# [RECORDED INFORMATION]
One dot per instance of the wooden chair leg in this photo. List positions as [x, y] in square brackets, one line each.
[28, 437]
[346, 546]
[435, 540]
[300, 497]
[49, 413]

# [AIM]
Edit the listing above by replacing "wooden chair leg" with "metal table leg" and leaving every other word, line, and coordinate unchanged.

# [FINISHED ANSWER]
One dot per instance of the metal table leg in this photo. List positions as [x, y] in square brackets, one line each.
[28, 437]
[346, 546]
[435, 540]
[300, 497]
[49, 413]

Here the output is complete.